* WORK TASK 1
In the passage on Armenian healthcare, reproduce everything from "But at the same" down to "seeking preventive care.", renaming "healthcare costs" as "medical costs".
* WORK TASK 2
Condense the paragraph of the passage on Armenian healthcare that begins "According to the World Health Organization" while keeping its main facts.
* WORK TASK 3
Resume the passage on Armenian healthcare after its final sentence.

* SOURCE TEXT

Start of Block

The proposed system has reminded some of a plan put forward by Prime Minister Nikol Pashinyan’s government in 2019 that envisaged a 6percentage point increase in the flat income tax rate, known at the time as a “health tax.” The proposal was unpopular and was shot down by the Finance Ministry.
“Achilles’ heel” of Armenian medicine
It is the confluence of high cost and low quality of care that experts call the “Achilles’ heel” of the Armenian healthcare system.
According to the World Health Organization, non-communicable diseases account for 93 percent of all deaths, compared to 71 percent worldwide. And the latest WHO data from 2016 shows that people in Armenia have a 22 percent chance of dying prematurely – that is, before the age of 70 – from four non-communicable diseases: cardiovascular disease, diabetes, chronic respiratory disease and cancer.
But at the same time healthcare spending accounts for around 12 percent of GDP, which is higher than in Israel (8 percent), Italy (10 percent), Finland (10 percent) and comparable to France (12 percent) or Germany (13 percent).
Haykaz Fanyan, the head of the Armenian Center for Socio-Economic Research, in remarks to Eurasianet, pointed to World Bank data from 2019 that found Armenians cover about 85 percent of healthcare costs out of pocket, which is almost twice as high as in neighboring Georgia.
Avanesyan, the health minister, acknowledged that “catastrophic healthcare costs” are keeping Armenians in poverty, noting that about 9 percent of the population devotes more than 25 percent of consumer spending to healthcare, one of the highest rates in the region.
And Kharazyan, the Health Ministry official, said much of this problem stems from people’s aversion to seeking preventive care.
“As a rule, people, due to scarce financial resources, put off dealing with health problems until they can no longer be postponed and urgent medical intervention is needed. In this case, you must use much more expensive services and it is often not possible to ensure a favorable outcome of treatment,” he said.
And it is for this reason that the proposed reform will focus on preventive care, requiring those insured to seek regular medical screenings, Kharazyan added.

End of Block

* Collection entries

Start of Block

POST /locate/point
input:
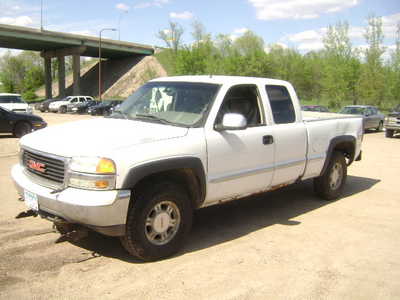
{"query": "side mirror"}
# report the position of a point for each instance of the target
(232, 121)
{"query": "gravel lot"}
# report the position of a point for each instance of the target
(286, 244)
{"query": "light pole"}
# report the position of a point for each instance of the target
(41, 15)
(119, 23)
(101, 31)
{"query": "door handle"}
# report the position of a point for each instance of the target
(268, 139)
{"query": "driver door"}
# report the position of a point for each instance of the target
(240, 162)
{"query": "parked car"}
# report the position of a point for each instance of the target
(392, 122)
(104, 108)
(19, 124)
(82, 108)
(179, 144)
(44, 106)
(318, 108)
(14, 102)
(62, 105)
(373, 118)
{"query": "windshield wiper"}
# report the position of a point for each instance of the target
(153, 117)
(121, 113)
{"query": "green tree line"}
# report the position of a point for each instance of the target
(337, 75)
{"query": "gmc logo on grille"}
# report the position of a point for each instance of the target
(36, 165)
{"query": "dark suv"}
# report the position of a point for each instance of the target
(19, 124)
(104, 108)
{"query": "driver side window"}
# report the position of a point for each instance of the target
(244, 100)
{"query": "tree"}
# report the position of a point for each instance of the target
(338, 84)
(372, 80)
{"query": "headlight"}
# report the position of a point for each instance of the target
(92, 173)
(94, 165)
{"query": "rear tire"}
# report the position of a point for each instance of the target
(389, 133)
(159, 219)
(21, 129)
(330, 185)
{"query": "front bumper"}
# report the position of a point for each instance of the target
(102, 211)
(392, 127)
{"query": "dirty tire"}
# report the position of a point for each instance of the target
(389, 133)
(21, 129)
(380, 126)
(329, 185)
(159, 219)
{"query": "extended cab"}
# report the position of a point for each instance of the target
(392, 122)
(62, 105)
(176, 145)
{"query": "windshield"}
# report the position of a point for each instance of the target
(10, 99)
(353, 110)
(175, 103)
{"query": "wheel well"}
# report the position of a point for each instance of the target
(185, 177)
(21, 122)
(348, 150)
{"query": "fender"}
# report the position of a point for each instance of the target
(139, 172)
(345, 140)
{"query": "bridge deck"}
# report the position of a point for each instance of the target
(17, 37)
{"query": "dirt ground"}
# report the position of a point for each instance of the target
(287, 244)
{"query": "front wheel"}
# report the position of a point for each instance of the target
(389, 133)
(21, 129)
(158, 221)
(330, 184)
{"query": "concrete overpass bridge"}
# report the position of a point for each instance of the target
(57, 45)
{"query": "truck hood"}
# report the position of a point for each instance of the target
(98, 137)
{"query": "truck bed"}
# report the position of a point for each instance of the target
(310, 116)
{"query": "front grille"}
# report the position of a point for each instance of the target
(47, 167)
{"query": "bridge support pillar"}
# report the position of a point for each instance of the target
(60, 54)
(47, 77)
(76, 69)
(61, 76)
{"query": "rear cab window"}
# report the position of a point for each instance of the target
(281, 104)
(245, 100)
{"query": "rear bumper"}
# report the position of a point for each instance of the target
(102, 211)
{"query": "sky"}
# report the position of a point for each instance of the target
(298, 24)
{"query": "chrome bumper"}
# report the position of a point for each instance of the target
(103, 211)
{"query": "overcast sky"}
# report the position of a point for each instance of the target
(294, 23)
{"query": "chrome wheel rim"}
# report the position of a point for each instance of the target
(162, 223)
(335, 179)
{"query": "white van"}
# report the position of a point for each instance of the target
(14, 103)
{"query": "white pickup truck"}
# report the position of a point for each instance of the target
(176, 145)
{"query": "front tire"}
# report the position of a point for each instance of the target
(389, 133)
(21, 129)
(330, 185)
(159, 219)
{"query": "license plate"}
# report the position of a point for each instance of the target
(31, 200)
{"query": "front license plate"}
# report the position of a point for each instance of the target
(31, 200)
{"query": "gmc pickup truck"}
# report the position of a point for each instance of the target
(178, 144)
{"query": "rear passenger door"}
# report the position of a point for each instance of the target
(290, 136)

End of Block

* OUTPUT 1
But at the same time healthcare spending accounts for around 12 percent of GDP, which is higher than in Israel (8 percent), Italy (10 percent), Finland (10 percent) and comparable to France (12 percent) or Germany (13 percent).
Haykaz Fanyan, the head of the Armenian Center for Socio-Economic Research, in remarks to Eurasianet, pointed to World Bank data from 2019 that found Armenians cover about 85 percent of medical costs out of pocket, which is almost twice as high as in neighboring Georgia.
Avanesyan, the health minister, acknowledged that “catastrophic medical costs” are keeping Armenians in poverty, noting that about 9 percent of the population devotes more than 25 percent of consumer spending to healthcare, one of the highest rates in the region.
And Kharazyan, the Health Ministry official, said much of this problem stems from people’s aversion to seeking preventive care.

* OUTPUT 2
Non-communicable diseases account for 93 percent of all deaths, against 71 percent worldwide, according to the World Health Organization. Its latest data, from 2016, gives people in Armenia a 22 percent chance of dying before age 70 from cardiovascular disease, diabetes, chronic respiratory disease or cancer.

* OUTPUT 3
Private insurers’ future uncertain
The government is proposing not only to overhaul the health insurance system but also to improve the admittedly poor quality of care in parallel.
Experts and businesspeople are skeptical that this can be accomplished, and also worry about the effect on existing private insurers.
The American Chamber of Commerce, one of Armenia’s leading business associations, has expressed concerns about corruption risks arising as both the collection and spending of insurance premiums are placed in the hands of a fund to be specially created. It also calls for state cooperation with private insurance companies to prevent the “monopolization” of the industry in the hands of the state.
But the government counters that involving private insurers in the program would drive up costs.
Kharazyan, the Health Ministry official, said that “as a rule, 20-25 percent of the cost of these [private insurance] packages cover administrative costs of the companies. But the state fund will be able to keep these costs at a level of 2 percent.”
So, if the proposed reform is implemented, what impact will it have on private insurers?
Arevshat Meliksetyan, chief executive of Ingo Armenia, one of the country’s largest insurance companies, told Eurasianet that his industry would initially be dealt a blow, but that ultimately the state will be forced to share the market with them.
“No government, no fund can cope with such a volume of clients. I am sure that in a few years the government itself will offer part of the insurance packages to private companies,” he said.